Given passage =>
All of us have a role in curbing bullying
- Marian Cakarnis
- Forest Grove News-Times - Opinion
Are we modeling ways to communicate that demonstrate respect for others and their opinions?
Why is bullying such a problem among our youth today?
Everyone is well aware of the statistics and the toll it takes on children and teens. It is a recurring, ever-increasing cycle; one person bullies another, and the victim retaliates by bullying others. Bullying is learned behavior; it is on the rise and the problems are increasing.
So, who are these bullies that live in our community? As many psychologists or counselors can tell you, most were victims themselves. They operate on a base of fear, and bully to control and manipulate their environment to get what they want.
Many of you might be thinking that we need to 'fix' these kids who are doing the bullying, but are we the role models our kids can rely on?
Are we modeling ways to communicate that demonstrate respect for others and their opinions? Even when those opinions differ from our own? Do you consider others' needs and wants, or are you solely focused on getting what you want?

Short exercise =>
According to the opinion piece on curbing bullying, what were most of the bullies in the community themselves?

Rows =>
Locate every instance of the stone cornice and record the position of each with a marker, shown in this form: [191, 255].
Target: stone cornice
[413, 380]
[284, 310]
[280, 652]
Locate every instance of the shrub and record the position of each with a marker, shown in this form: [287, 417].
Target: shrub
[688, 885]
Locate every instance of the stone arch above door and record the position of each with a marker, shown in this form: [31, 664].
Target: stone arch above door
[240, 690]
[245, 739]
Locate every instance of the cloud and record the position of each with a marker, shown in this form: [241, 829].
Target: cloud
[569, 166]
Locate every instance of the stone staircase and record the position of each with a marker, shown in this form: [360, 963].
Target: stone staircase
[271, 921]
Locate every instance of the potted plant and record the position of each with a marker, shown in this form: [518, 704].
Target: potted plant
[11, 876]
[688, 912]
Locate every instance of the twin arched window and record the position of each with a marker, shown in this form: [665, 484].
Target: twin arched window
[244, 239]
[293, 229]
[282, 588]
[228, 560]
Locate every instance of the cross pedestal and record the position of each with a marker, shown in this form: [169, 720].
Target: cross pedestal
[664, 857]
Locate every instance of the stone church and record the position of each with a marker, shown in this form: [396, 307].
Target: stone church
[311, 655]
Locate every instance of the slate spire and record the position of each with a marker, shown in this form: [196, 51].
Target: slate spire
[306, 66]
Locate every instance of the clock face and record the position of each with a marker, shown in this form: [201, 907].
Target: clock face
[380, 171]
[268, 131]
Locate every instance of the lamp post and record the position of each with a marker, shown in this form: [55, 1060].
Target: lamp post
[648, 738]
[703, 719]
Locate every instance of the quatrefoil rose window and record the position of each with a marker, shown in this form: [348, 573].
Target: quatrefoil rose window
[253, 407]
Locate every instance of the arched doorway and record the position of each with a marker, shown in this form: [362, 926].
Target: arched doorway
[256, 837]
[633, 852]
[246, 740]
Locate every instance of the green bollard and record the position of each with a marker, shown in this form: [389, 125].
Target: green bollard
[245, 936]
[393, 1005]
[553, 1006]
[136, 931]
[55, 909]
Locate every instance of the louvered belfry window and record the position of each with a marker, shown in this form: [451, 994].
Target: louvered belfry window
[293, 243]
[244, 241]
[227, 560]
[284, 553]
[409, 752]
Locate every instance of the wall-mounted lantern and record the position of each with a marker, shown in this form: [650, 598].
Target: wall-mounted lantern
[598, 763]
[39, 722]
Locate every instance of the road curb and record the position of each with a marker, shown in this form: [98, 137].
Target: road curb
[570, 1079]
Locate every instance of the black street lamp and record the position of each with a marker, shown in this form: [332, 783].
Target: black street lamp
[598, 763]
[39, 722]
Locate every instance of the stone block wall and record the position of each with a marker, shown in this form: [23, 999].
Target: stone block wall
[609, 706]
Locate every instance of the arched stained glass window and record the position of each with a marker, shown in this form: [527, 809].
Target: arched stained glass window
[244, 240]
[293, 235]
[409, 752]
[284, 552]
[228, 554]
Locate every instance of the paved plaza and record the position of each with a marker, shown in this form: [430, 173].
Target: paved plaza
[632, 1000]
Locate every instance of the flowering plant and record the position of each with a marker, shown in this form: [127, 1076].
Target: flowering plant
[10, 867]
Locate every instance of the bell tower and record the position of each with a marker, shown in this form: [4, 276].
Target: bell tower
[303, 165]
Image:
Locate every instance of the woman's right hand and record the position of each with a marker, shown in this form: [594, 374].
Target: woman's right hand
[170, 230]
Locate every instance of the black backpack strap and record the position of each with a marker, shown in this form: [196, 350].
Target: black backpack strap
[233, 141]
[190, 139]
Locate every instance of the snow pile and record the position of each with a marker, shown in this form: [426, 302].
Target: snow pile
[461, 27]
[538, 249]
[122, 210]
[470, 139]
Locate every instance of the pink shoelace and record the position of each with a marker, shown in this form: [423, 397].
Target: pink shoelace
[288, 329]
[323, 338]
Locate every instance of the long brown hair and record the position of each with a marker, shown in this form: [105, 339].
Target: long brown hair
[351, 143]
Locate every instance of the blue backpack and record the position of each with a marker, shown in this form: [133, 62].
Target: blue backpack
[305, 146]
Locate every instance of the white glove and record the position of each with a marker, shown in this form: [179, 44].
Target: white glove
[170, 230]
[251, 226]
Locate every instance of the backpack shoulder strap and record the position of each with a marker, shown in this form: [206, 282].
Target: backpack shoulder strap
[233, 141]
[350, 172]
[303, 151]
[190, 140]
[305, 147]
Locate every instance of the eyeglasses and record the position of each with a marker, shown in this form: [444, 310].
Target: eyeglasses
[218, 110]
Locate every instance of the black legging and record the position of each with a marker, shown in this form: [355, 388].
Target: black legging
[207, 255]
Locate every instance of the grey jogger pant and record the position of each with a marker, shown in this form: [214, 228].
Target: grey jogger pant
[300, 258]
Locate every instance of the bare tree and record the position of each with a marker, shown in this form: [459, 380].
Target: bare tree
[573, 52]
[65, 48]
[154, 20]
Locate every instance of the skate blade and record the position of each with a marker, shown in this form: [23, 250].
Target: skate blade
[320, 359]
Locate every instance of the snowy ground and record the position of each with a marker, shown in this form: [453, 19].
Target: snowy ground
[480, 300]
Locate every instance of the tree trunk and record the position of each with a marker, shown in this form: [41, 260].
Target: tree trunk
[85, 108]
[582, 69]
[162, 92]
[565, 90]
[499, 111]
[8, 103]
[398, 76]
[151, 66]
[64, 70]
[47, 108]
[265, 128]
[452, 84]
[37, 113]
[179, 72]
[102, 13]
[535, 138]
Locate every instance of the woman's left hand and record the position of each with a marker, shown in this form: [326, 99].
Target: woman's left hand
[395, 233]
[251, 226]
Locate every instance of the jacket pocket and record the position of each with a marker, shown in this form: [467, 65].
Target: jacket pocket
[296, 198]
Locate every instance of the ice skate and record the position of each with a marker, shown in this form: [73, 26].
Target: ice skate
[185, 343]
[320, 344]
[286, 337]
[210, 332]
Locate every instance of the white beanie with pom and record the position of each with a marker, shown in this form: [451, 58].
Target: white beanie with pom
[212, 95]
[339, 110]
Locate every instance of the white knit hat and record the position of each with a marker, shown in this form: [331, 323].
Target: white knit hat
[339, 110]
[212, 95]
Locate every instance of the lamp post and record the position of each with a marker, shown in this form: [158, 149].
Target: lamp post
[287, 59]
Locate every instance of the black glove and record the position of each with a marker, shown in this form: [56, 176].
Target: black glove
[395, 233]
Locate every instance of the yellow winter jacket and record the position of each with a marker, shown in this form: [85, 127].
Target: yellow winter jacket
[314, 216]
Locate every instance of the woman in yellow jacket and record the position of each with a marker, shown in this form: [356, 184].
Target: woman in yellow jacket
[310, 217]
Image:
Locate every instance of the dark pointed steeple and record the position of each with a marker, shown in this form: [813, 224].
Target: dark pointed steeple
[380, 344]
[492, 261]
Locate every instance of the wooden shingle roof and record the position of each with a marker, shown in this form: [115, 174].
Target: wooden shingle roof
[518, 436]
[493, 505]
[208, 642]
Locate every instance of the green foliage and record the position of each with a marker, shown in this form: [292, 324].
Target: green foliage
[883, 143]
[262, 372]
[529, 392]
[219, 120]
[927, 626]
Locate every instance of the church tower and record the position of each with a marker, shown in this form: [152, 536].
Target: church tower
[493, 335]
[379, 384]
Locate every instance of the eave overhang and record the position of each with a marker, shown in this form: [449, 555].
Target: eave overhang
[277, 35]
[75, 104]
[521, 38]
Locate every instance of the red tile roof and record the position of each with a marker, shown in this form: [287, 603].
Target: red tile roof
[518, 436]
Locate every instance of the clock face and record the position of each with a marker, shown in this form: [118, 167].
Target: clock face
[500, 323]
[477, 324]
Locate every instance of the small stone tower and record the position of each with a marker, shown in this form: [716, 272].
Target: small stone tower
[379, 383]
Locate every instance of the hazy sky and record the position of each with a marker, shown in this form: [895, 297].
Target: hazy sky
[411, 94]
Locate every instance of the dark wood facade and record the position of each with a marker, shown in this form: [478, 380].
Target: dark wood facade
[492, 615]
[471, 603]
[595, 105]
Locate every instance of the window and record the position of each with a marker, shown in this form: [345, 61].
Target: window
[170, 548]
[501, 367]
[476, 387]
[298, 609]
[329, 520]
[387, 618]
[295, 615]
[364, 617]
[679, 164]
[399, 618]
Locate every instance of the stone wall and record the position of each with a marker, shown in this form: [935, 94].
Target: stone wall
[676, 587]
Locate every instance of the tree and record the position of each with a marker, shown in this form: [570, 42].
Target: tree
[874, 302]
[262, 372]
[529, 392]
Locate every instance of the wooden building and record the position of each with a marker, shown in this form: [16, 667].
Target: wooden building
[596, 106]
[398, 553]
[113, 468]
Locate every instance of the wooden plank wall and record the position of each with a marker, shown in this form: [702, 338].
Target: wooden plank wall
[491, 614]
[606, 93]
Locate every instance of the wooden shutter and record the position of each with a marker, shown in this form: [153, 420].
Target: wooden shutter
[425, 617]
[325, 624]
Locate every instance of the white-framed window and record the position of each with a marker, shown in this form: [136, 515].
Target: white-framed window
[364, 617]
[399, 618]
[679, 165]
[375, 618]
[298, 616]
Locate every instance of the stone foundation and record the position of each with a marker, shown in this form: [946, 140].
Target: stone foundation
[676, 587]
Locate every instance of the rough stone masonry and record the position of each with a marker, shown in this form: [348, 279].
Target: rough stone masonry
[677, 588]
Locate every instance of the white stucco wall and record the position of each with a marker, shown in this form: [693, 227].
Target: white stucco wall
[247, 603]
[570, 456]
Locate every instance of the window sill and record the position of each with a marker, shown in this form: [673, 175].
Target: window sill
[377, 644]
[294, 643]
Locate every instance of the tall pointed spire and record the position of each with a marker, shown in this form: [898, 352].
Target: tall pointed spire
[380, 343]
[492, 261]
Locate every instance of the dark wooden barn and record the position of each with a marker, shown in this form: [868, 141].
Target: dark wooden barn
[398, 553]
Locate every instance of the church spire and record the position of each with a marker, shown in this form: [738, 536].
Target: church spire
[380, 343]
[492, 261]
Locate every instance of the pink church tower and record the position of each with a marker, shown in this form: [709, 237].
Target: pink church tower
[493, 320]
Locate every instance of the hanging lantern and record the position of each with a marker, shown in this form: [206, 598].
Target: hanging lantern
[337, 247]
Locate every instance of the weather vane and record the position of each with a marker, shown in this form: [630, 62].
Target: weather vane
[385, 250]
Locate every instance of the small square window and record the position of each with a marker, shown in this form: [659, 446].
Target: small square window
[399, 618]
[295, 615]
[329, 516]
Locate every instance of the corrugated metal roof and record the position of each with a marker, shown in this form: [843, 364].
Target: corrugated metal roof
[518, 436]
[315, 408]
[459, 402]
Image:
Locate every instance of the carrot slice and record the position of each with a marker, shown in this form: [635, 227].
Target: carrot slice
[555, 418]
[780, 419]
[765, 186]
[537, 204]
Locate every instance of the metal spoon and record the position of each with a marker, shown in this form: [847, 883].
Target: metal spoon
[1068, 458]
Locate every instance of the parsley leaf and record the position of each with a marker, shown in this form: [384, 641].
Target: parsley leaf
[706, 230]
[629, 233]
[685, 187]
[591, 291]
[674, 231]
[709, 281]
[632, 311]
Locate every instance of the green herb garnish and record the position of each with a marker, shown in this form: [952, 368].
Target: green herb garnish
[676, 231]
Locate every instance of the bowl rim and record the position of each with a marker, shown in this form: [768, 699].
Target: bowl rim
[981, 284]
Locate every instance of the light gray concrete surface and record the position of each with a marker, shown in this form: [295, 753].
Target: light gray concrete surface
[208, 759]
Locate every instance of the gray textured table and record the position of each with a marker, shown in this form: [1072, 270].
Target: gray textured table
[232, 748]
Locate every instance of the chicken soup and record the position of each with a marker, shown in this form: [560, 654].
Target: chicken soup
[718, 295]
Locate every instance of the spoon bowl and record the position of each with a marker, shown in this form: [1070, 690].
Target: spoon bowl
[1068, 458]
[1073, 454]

The completed task =>
Most were victims of bullying themselves.